■ **Instruction**
Pull out every line of the entries below that contains the word "puddle", matching its case exactly.

■ **Input**
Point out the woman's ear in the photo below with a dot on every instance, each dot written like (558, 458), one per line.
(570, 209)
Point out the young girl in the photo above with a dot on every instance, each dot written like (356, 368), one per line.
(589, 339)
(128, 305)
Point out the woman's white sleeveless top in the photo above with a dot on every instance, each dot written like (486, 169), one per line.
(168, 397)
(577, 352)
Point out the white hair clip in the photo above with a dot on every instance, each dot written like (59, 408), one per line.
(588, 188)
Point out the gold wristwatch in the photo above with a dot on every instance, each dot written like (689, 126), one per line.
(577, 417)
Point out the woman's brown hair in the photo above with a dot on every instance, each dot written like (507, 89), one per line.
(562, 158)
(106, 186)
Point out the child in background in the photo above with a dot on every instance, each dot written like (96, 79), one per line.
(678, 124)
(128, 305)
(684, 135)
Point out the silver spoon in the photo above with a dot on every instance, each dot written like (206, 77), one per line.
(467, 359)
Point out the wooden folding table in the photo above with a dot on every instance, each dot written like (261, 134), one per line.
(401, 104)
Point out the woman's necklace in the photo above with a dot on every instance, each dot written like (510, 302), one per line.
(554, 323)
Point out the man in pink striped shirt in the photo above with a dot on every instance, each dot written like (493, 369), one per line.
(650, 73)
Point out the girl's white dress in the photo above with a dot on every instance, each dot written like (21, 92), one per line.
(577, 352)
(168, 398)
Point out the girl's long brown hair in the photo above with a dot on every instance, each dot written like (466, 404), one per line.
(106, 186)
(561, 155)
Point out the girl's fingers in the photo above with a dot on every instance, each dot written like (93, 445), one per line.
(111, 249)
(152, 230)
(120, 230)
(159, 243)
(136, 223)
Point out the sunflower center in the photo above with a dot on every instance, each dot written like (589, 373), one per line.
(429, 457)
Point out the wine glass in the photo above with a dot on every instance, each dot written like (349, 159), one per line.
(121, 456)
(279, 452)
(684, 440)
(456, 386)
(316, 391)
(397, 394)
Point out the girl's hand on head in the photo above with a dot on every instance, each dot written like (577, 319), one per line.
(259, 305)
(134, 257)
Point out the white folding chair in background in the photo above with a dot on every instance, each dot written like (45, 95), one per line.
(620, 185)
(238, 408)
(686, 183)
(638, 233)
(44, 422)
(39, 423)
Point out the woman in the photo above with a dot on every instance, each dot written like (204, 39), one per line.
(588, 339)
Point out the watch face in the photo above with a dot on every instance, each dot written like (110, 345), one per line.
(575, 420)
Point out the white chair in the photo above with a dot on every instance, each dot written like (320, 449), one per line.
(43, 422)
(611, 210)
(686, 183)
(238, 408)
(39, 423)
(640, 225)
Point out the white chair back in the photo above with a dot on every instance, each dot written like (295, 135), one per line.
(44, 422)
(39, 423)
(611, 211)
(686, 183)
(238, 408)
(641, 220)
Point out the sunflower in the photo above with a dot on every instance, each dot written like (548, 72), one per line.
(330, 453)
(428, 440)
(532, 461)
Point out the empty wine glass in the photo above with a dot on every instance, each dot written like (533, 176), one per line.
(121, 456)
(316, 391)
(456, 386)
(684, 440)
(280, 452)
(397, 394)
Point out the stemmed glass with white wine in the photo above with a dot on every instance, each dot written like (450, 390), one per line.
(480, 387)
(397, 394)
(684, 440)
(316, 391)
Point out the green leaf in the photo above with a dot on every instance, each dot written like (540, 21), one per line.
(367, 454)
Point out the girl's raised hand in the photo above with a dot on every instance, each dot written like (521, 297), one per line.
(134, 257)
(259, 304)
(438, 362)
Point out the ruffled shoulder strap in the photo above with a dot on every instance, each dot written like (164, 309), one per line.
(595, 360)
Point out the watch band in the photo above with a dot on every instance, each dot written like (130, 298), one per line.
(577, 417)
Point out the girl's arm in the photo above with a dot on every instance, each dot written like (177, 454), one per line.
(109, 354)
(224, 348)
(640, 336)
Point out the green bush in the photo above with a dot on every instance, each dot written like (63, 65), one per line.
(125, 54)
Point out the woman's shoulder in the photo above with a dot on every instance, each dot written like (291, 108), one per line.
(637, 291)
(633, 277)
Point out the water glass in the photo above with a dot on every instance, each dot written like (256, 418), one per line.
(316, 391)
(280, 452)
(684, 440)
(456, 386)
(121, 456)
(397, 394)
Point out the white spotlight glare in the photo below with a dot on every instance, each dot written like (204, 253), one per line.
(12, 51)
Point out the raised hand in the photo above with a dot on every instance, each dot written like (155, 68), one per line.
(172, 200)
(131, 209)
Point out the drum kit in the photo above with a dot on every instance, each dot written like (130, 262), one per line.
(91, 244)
* * *
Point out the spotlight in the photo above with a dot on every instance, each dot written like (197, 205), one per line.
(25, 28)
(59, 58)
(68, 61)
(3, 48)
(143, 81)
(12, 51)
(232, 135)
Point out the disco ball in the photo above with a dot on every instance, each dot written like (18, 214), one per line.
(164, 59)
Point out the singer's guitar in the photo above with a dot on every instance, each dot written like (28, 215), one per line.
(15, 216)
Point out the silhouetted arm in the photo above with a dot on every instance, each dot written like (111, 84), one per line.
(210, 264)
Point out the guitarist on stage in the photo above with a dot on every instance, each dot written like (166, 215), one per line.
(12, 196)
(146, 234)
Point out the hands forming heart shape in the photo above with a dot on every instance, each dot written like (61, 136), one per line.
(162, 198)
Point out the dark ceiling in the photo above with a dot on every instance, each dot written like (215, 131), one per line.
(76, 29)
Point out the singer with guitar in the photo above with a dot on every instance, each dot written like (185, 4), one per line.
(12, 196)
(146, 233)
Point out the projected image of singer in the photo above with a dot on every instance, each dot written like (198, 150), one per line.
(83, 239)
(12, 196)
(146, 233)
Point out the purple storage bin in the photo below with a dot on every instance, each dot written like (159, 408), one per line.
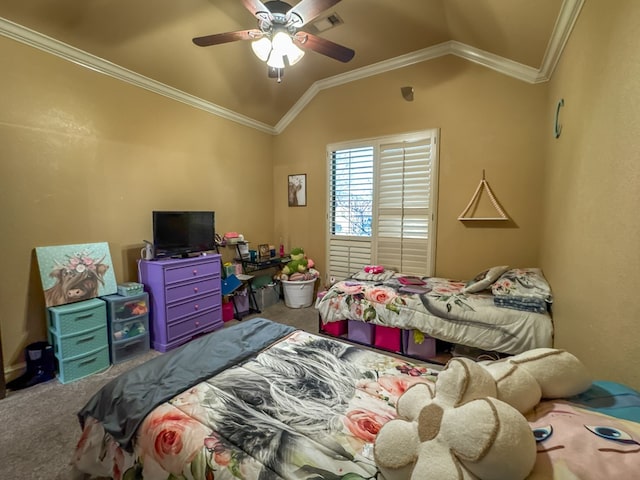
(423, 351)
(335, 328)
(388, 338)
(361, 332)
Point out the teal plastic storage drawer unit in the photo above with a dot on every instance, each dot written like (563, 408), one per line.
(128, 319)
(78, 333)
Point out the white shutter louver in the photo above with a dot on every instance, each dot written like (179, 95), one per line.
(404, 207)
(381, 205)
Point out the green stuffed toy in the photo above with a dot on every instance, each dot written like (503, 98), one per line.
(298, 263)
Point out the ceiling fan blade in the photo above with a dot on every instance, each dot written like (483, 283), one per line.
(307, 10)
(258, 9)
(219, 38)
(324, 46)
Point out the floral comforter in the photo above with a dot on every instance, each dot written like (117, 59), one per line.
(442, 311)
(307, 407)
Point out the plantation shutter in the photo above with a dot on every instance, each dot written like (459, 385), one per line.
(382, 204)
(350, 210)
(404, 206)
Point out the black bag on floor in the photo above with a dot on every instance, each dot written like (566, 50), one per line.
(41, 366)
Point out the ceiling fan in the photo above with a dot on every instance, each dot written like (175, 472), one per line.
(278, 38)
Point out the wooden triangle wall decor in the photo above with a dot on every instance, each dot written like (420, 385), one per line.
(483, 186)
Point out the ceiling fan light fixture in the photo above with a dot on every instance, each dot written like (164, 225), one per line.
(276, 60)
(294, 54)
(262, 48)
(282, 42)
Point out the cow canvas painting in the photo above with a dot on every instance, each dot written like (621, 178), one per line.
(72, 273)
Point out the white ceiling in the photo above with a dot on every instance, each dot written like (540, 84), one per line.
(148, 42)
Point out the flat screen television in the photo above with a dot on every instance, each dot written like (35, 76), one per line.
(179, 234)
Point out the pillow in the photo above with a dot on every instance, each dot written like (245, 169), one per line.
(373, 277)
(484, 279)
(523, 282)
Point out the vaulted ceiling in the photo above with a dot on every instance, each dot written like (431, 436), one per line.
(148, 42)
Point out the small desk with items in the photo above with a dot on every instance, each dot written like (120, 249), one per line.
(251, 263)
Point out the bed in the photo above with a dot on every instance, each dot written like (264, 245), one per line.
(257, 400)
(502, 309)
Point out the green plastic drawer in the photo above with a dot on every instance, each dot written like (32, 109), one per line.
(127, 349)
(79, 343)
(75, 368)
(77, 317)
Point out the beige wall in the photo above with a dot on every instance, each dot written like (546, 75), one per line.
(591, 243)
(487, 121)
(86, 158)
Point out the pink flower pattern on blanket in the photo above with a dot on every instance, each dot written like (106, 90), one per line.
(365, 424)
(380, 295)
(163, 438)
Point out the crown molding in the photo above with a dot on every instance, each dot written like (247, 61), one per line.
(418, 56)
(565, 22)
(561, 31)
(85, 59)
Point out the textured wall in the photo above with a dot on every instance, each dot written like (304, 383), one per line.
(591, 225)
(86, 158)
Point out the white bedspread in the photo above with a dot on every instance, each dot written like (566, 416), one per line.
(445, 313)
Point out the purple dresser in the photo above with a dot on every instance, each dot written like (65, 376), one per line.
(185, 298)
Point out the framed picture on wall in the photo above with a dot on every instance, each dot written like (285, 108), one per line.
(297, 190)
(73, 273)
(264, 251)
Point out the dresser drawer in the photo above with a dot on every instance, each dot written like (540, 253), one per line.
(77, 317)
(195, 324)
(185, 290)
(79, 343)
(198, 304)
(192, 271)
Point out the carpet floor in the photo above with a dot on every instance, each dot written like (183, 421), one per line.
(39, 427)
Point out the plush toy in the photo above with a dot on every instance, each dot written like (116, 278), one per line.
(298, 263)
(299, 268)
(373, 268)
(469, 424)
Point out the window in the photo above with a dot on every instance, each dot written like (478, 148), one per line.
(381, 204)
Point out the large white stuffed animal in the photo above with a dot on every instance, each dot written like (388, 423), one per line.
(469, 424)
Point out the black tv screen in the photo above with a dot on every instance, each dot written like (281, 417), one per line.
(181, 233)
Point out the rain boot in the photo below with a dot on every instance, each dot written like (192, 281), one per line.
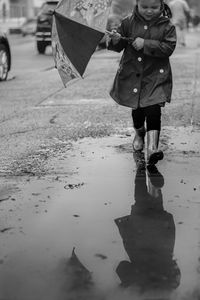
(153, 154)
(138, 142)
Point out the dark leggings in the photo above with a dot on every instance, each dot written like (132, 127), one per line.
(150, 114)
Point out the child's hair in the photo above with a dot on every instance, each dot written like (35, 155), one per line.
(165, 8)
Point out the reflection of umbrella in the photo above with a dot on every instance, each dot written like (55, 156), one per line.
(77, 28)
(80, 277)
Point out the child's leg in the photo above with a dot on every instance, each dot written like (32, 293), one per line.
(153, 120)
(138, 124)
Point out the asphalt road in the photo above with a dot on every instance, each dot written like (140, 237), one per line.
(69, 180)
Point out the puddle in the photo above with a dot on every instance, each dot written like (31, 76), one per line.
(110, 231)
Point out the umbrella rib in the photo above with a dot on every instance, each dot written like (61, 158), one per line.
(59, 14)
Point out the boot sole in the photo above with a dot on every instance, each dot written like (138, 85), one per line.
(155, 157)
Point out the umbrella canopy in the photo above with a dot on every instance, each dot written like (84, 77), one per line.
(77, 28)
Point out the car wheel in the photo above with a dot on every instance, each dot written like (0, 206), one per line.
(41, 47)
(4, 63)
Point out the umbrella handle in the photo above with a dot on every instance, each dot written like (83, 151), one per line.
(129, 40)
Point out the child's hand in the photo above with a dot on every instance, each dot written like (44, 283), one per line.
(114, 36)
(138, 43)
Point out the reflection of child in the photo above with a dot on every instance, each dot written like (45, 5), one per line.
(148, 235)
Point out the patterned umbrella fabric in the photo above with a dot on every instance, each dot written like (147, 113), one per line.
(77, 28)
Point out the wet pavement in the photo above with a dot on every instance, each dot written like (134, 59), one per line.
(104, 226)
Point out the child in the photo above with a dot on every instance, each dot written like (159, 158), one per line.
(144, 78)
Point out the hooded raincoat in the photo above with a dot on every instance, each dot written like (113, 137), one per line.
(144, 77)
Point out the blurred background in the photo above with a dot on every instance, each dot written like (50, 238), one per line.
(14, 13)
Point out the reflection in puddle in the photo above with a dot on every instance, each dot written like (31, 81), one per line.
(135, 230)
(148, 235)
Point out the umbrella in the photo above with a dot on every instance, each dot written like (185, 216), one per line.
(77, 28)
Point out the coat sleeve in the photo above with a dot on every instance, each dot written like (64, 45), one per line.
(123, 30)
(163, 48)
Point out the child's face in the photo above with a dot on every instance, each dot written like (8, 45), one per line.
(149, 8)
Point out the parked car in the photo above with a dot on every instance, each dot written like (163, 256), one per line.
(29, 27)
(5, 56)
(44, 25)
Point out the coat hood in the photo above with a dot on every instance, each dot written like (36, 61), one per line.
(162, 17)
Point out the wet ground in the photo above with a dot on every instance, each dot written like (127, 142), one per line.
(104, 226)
==
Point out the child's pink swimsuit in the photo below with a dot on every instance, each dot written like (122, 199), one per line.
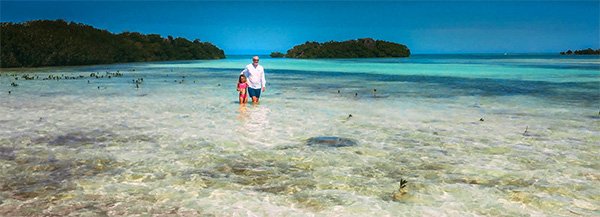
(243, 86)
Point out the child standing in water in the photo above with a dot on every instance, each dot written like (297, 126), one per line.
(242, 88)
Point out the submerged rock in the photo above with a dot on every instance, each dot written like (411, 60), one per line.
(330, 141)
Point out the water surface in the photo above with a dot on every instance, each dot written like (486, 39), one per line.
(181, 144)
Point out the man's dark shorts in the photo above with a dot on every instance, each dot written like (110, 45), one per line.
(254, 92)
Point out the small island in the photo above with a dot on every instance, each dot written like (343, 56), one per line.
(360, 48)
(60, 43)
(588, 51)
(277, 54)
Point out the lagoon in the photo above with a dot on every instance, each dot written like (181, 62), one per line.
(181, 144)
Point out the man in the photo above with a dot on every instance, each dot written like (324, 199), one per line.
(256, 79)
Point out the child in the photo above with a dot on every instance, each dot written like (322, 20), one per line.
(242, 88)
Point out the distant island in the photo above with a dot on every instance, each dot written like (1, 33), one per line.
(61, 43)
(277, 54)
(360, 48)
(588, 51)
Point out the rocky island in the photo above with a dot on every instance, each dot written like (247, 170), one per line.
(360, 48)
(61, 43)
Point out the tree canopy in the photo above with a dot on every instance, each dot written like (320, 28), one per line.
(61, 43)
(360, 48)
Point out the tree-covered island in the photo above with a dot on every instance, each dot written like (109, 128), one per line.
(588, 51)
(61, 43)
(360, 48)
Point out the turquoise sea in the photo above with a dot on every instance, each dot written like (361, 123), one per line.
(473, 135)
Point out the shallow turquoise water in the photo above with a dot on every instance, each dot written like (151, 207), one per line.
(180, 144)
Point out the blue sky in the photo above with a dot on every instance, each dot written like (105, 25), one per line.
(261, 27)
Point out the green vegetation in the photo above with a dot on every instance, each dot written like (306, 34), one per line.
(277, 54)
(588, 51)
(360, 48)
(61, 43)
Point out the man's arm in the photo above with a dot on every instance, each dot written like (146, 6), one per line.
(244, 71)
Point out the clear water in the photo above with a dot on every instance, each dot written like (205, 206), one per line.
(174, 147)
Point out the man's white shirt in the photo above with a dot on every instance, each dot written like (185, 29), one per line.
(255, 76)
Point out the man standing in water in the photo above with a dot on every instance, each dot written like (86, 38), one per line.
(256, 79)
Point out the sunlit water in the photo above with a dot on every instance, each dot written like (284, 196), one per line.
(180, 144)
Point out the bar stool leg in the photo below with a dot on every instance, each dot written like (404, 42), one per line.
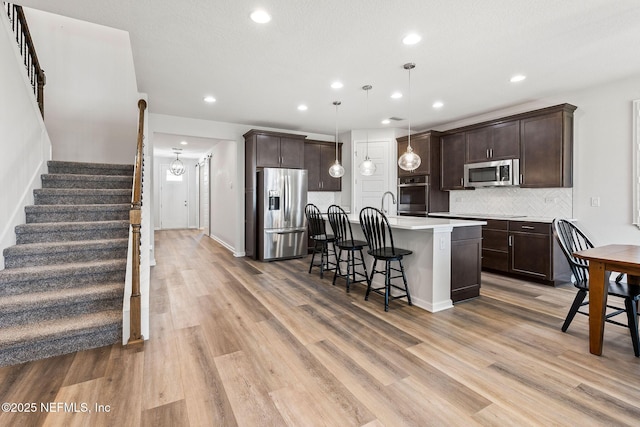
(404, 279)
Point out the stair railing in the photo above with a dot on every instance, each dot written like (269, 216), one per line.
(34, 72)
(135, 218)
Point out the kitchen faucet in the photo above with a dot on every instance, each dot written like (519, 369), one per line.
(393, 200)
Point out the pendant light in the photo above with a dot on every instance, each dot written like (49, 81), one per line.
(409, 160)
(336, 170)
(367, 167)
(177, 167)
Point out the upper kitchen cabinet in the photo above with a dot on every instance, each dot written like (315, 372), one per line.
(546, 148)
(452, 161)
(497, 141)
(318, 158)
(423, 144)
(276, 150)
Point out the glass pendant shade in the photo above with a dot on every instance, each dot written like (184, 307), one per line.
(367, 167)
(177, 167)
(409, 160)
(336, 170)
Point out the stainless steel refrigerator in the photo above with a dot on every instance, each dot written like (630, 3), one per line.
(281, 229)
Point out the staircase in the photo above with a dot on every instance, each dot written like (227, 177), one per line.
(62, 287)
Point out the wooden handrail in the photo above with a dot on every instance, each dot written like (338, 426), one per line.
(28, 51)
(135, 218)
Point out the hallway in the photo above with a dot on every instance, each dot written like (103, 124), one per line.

■ **Exercise result**
Point out the puddle in the photo above with a dot on every instance, each dot written like (31, 76), one per line.
Point out the reflection in puddle in the photo above with a dot on every instance, each dot written like (31, 81), one per line.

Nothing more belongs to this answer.